What this task involves:
Locate each line of the material that contains "jacket", then return it.

--- Data excerpts Enclosed Below ---

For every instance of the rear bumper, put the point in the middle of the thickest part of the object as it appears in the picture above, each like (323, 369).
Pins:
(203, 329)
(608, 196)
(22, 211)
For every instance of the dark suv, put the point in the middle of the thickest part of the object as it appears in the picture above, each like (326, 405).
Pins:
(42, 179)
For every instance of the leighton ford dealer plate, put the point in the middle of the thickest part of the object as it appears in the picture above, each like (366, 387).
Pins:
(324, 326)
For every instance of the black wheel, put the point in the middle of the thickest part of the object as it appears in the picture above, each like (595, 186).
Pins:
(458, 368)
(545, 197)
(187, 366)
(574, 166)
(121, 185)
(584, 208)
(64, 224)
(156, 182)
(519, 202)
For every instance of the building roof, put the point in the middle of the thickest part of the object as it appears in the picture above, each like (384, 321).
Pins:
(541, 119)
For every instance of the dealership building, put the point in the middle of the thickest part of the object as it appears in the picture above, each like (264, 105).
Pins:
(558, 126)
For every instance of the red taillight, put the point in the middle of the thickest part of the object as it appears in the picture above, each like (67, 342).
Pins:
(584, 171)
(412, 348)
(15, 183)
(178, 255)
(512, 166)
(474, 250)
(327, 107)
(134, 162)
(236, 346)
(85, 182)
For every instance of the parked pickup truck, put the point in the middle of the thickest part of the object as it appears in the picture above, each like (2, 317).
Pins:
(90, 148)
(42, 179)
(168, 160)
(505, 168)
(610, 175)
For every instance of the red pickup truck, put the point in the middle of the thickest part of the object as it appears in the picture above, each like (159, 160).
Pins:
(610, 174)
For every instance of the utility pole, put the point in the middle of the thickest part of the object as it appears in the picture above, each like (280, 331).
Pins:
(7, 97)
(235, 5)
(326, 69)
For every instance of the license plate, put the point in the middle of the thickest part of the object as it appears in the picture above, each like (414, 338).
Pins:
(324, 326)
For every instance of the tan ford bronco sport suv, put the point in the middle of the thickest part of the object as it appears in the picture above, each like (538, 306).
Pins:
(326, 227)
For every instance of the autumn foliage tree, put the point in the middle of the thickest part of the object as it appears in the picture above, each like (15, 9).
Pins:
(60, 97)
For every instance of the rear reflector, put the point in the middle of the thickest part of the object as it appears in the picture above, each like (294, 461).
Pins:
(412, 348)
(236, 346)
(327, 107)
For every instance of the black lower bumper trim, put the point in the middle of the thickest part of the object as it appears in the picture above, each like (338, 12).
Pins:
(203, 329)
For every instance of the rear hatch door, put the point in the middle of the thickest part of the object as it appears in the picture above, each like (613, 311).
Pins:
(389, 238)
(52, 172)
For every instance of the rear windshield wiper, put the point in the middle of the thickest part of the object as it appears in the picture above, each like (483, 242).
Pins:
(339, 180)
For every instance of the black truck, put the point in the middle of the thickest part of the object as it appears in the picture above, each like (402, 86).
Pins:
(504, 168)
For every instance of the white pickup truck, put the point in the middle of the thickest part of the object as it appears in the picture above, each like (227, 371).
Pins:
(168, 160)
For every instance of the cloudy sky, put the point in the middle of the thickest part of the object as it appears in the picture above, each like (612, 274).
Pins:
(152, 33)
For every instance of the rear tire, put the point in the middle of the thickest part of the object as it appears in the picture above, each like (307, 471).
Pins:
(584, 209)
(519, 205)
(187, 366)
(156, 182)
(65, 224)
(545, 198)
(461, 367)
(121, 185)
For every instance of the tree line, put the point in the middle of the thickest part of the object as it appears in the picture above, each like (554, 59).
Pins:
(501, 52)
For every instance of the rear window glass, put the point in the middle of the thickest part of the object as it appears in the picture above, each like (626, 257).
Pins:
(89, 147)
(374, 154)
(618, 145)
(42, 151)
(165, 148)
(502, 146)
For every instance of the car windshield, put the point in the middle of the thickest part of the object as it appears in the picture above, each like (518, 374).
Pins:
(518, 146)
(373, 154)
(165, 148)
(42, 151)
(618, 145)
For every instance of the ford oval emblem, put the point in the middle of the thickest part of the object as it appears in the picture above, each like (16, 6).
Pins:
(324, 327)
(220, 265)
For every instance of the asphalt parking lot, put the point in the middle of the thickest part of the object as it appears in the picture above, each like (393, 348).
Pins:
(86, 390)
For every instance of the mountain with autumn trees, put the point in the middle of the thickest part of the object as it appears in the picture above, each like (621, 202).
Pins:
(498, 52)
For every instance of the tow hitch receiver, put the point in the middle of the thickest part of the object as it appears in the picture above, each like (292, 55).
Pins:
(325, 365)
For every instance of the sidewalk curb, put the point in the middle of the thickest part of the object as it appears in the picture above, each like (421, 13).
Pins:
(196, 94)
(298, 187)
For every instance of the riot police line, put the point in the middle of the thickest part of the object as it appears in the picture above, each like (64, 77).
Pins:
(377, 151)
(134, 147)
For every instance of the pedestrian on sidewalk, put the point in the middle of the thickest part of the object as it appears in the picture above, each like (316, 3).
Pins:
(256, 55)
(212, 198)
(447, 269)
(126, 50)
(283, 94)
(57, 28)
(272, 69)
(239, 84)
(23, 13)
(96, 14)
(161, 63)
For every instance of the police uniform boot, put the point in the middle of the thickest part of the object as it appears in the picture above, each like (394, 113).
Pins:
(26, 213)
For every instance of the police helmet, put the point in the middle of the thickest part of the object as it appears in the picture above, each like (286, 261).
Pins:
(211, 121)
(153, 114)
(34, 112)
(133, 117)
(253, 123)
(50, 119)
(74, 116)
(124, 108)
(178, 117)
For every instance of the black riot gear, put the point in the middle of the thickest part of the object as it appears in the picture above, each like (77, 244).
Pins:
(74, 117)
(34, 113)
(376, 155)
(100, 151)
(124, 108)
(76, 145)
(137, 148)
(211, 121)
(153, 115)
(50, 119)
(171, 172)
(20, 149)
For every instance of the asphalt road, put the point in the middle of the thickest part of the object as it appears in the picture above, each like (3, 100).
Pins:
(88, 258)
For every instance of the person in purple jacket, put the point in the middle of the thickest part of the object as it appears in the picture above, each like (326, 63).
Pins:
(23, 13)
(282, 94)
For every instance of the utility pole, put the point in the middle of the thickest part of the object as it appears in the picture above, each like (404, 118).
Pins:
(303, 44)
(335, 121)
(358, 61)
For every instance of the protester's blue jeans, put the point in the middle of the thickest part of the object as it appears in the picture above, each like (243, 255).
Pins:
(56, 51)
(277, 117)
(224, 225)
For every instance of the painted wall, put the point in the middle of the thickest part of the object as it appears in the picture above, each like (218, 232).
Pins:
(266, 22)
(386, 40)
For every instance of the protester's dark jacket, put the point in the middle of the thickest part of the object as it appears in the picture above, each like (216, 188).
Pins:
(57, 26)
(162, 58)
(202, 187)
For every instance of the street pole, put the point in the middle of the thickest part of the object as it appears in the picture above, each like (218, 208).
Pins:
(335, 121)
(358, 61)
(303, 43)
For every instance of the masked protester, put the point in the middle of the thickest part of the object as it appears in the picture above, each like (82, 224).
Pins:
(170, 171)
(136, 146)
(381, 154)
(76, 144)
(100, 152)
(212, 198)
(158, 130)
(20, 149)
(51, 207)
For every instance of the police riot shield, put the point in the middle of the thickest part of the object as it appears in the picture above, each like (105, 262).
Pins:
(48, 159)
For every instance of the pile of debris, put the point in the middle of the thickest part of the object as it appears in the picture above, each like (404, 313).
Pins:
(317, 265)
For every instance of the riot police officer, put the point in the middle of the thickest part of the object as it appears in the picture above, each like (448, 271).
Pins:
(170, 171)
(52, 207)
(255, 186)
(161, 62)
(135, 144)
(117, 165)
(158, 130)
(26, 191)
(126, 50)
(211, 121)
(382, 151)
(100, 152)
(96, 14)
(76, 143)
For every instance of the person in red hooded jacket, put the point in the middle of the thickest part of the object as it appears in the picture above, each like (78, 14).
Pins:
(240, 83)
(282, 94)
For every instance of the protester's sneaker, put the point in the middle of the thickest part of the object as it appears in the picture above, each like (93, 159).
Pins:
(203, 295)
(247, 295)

--- End of Enclosed Data excerpts ---

Answer for the task:
For every instance of the person in purple jacket, put the point in the middle of the thickest part of the object as it appears in the picture above, each like (326, 63).
For every instance of the protester's dark jacket, put the point in the middle of the thickest part of the object as it appears in the picture above, each like (216, 188).
For every instance of the person in red hooded jacket, put the point in the middle of the thickest part of the object as it appears in the picture above, each like (78, 14).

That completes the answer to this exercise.